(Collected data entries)
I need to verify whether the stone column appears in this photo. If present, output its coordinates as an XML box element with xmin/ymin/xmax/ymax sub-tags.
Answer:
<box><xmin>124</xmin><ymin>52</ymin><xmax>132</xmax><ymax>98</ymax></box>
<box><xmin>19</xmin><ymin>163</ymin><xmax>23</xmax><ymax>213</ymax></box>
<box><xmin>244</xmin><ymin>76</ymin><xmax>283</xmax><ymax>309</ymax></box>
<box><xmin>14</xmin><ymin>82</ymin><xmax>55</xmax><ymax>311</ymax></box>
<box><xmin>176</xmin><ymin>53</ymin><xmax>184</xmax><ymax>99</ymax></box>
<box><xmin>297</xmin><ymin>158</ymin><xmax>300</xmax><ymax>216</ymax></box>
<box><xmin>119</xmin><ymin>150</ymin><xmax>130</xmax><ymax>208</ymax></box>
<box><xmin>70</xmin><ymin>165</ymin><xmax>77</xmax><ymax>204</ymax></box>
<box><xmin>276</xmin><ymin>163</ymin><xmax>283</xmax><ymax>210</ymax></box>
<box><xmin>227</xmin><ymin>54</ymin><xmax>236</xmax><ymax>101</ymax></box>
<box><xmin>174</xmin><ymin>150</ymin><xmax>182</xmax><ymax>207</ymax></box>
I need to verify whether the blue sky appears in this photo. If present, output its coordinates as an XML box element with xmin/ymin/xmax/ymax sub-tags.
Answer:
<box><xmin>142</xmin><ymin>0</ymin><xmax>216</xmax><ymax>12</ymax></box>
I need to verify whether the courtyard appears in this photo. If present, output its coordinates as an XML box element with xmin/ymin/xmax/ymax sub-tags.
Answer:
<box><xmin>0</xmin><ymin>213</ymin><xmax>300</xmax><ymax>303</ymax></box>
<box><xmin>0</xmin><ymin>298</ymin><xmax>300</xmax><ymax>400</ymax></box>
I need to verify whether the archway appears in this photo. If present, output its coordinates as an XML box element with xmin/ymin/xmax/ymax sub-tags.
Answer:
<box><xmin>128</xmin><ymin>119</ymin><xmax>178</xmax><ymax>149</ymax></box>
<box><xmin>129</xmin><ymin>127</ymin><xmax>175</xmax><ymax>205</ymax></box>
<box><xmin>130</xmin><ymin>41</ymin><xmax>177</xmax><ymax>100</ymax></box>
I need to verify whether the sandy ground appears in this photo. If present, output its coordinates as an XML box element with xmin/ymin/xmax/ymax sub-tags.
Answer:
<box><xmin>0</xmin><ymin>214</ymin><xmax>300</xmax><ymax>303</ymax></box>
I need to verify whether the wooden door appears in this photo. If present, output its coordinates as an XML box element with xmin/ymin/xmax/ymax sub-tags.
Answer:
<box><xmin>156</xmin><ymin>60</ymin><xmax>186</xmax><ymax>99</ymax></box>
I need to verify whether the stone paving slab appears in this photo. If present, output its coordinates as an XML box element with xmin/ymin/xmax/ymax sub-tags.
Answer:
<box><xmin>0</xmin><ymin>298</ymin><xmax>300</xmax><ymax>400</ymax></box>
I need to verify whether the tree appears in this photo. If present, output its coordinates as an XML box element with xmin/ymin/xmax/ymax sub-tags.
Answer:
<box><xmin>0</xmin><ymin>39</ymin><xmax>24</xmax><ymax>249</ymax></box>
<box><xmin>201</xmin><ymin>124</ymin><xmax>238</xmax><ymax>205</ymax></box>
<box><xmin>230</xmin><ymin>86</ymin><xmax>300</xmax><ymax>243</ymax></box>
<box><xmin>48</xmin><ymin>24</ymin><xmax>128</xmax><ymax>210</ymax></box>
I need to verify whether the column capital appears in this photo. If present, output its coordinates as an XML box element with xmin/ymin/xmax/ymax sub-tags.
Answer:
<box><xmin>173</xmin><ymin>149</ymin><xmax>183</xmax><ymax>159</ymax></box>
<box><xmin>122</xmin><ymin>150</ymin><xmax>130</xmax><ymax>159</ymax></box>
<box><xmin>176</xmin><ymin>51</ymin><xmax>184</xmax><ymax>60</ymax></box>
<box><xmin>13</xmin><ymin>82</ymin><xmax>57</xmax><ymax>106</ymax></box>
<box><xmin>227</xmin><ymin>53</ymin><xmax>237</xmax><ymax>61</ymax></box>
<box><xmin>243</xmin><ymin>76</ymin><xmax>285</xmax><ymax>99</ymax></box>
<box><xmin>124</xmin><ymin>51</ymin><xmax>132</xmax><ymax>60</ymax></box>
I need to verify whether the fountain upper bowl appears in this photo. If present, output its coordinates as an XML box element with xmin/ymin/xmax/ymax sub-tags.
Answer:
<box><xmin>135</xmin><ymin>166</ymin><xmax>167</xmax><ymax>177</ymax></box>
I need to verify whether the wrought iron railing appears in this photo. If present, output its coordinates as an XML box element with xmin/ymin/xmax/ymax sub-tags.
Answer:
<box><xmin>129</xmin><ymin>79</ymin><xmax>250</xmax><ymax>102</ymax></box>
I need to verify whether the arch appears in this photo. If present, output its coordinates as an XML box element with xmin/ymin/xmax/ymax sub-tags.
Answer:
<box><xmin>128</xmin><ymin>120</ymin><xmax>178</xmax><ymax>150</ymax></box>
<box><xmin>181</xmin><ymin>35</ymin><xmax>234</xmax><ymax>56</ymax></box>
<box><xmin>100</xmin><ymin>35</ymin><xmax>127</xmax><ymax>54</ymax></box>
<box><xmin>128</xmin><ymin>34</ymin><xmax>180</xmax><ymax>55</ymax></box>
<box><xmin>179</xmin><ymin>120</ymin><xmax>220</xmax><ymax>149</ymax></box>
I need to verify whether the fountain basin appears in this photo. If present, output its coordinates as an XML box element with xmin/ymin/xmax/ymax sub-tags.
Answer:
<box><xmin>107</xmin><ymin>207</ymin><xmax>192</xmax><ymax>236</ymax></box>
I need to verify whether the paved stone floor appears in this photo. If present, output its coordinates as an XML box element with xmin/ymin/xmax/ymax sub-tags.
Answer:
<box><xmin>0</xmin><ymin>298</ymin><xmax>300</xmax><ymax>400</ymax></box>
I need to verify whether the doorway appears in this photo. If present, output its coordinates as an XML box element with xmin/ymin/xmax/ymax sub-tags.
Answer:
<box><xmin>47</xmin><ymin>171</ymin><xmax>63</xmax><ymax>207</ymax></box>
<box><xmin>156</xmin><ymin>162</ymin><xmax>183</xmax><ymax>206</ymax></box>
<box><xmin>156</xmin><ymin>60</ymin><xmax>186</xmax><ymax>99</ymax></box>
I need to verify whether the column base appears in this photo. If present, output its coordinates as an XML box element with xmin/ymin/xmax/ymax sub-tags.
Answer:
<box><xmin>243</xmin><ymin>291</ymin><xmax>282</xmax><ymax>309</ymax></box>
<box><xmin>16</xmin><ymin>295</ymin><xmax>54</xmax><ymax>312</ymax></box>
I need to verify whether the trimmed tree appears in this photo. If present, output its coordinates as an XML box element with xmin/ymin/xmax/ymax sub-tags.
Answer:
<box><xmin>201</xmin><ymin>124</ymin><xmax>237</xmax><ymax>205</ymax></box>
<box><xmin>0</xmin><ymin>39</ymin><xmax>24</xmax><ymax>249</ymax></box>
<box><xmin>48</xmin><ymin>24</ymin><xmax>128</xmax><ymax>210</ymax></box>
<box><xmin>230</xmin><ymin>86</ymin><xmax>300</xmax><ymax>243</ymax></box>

Your objective >>
Copy every line of the records above without any change.

Output for this exercise >>
I need to verify whether the stone column appears in this photo. If present, output its coordinates as an XML box element with xmin/ymin/xmax/ymax sub-tags.
Answer:
<box><xmin>124</xmin><ymin>52</ymin><xmax>132</xmax><ymax>98</ymax></box>
<box><xmin>19</xmin><ymin>163</ymin><xmax>23</xmax><ymax>213</ymax></box>
<box><xmin>244</xmin><ymin>76</ymin><xmax>283</xmax><ymax>309</ymax></box>
<box><xmin>14</xmin><ymin>82</ymin><xmax>55</xmax><ymax>311</ymax></box>
<box><xmin>176</xmin><ymin>53</ymin><xmax>184</xmax><ymax>99</ymax></box>
<box><xmin>297</xmin><ymin>158</ymin><xmax>300</xmax><ymax>216</ymax></box>
<box><xmin>119</xmin><ymin>150</ymin><xmax>130</xmax><ymax>208</ymax></box>
<box><xmin>70</xmin><ymin>165</ymin><xmax>77</xmax><ymax>204</ymax></box>
<box><xmin>276</xmin><ymin>163</ymin><xmax>283</xmax><ymax>210</ymax></box>
<box><xmin>227</xmin><ymin>54</ymin><xmax>236</xmax><ymax>101</ymax></box>
<box><xmin>174</xmin><ymin>150</ymin><xmax>182</xmax><ymax>207</ymax></box>
I need to verify whether the blue sky appears in this photo. If present, output its coordinates as an XML box element with xmin/ymin/xmax/ymax sub-tags.
Answer:
<box><xmin>142</xmin><ymin>0</ymin><xmax>216</xmax><ymax>12</ymax></box>
I need to verify whether the courtyard appears in this photo. If present, output its coordinates as an XML box element with xmin/ymin/xmax/ymax sub-tags.
Answer:
<box><xmin>0</xmin><ymin>213</ymin><xmax>300</xmax><ymax>303</ymax></box>
<box><xmin>0</xmin><ymin>298</ymin><xmax>300</xmax><ymax>400</ymax></box>
I need to verify whether the archway appears in this photo. If present, output its coordinates as an XML box element with xmin/ymin/xmax/ymax sub-tags.
Answer:
<box><xmin>128</xmin><ymin>119</ymin><xmax>178</xmax><ymax>149</ymax></box>
<box><xmin>129</xmin><ymin>127</ymin><xmax>175</xmax><ymax>205</ymax></box>
<box><xmin>130</xmin><ymin>41</ymin><xmax>177</xmax><ymax>100</ymax></box>
I need to verify whether the sandy ground appears in this photo. If present, output its coordinates as an XML box element with xmin/ymin/xmax/ymax sub-tags.
Answer:
<box><xmin>0</xmin><ymin>214</ymin><xmax>300</xmax><ymax>303</ymax></box>
I need to verify whether the wooden door appears in this photo. If present, output its coordinates as an XML box element with xmin/ymin/xmax/ymax sub-tags.
Answer:
<box><xmin>156</xmin><ymin>60</ymin><xmax>186</xmax><ymax>99</ymax></box>
I need to verify whether the stone paving slab appears in this photo. If present, output its coordinates as an XML box element with xmin/ymin/xmax/ymax sub-tags.
Answer:
<box><xmin>0</xmin><ymin>298</ymin><xmax>300</xmax><ymax>400</ymax></box>
I need to verify whether the tree appears in this photo. If present, output its coordinates as an XML box element with xmin/ymin/xmax/ymax sub-tags.
Answer:
<box><xmin>0</xmin><ymin>39</ymin><xmax>24</xmax><ymax>249</ymax></box>
<box><xmin>201</xmin><ymin>124</ymin><xmax>238</xmax><ymax>205</ymax></box>
<box><xmin>230</xmin><ymin>86</ymin><xmax>300</xmax><ymax>243</ymax></box>
<box><xmin>48</xmin><ymin>24</ymin><xmax>128</xmax><ymax>210</ymax></box>
I need to verify whether the column capital appears in this photo. If present, output its coordinates as an XML box element with xmin/ymin/xmax/ymax sub-tags.
Answer:
<box><xmin>173</xmin><ymin>149</ymin><xmax>183</xmax><ymax>159</ymax></box>
<box><xmin>122</xmin><ymin>150</ymin><xmax>130</xmax><ymax>159</ymax></box>
<box><xmin>176</xmin><ymin>51</ymin><xmax>184</xmax><ymax>60</ymax></box>
<box><xmin>13</xmin><ymin>82</ymin><xmax>57</xmax><ymax>106</ymax></box>
<box><xmin>227</xmin><ymin>53</ymin><xmax>237</xmax><ymax>61</ymax></box>
<box><xmin>243</xmin><ymin>76</ymin><xmax>285</xmax><ymax>99</ymax></box>
<box><xmin>124</xmin><ymin>51</ymin><xmax>132</xmax><ymax>60</ymax></box>
I need to verify whether the fountain upper bowl appears in this photo. If present, output its coordinates as an XML box element with xmin/ymin/xmax/ymax sub-tags.
Answer:
<box><xmin>135</xmin><ymin>166</ymin><xmax>167</xmax><ymax>177</ymax></box>
I need to verify whether the wrought iron railing appears in this photo. If present, output its coordinates as an XML box element with xmin/ymin/xmax/ymax sub-tags.
Answer:
<box><xmin>129</xmin><ymin>79</ymin><xmax>250</xmax><ymax>102</ymax></box>
I need to verify whether the arch appears in this photo. If present, output its coordinates as an XML box element with xmin/ymin/xmax/ymax sub-tags.
Answer:
<box><xmin>128</xmin><ymin>120</ymin><xmax>178</xmax><ymax>150</ymax></box>
<box><xmin>181</xmin><ymin>35</ymin><xmax>234</xmax><ymax>56</ymax></box>
<box><xmin>100</xmin><ymin>35</ymin><xmax>127</xmax><ymax>54</ymax></box>
<box><xmin>128</xmin><ymin>34</ymin><xmax>180</xmax><ymax>55</ymax></box>
<box><xmin>179</xmin><ymin>120</ymin><xmax>220</xmax><ymax>149</ymax></box>
I need to verify whether the fountain basin appears in this photo. If present, output its coordinates as an XML box element with xmin/ymin/xmax/ymax sub-tags.
Answer:
<box><xmin>107</xmin><ymin>207</ymin><xmax>192</xmax><ymax>236</ymax></box>
I need to verify whether the paved stone floor appears in this photo. If present, output its coordinates as an XML box element with xmin/ymin/xmax/ymax sub-tags.
Answer:
<box><xmin>0</xmin><ymin>298</ymin><xmax>300</xmax><ymax>400</ymax></box>
I need to verify whether the doorway appears in this photo. If present, output its coordinates as an XML box element with xmin/ymin/xmax/ymax sub-tags.
Answer:
<box><xmin>47</xmin><ymin>171</ymin><xmax>63</xmax><ymax>207</ymax></box>
<box><xmin>156</xmin><ymin>162</ymin><xmax>183</xmax><ymax>206</ymax></box>
<box><xmin>156</xmin><ymin>60</ymin><xmax>186</xmax><ymax>99</ymax></box>
I need to verify whether the column base appears in this photo. If present, output its coordinates as an XML box element with xmin/ymin/xmax/ymax sub-tags.
Answer:
<box><xmin>243</xmin><ymin>291</ymin><xmax>282</xmax><ymax>309</ymax></box>
<box><xmin>16</xmin><ymin>295</ymin><xmax>54</xmax><ymax>312</ymax></box>
I need to verify whether the trimmed tree appears in this photo. If present, output its coordinates as an XML box element with xmin/ymin/xmax/ymax sub-tags.
Answer:
<box><xmin>201</xmin><ymin>124</ymin><xmax>237</xmax><ymax>205</ymax></box>
<box><xmin>0</xmin><ymin>39</ymin><xmax>24</xmax><ymax>249</ymax></box>
<box><xmin>48</xmin><ymin>24</ymin><xmax>128</xmax><ymax>210</ymax></box>
<box><xmin>230</xmin><ymin>86</ymin><xmax>300</xmax><ymax>243</ymax></box>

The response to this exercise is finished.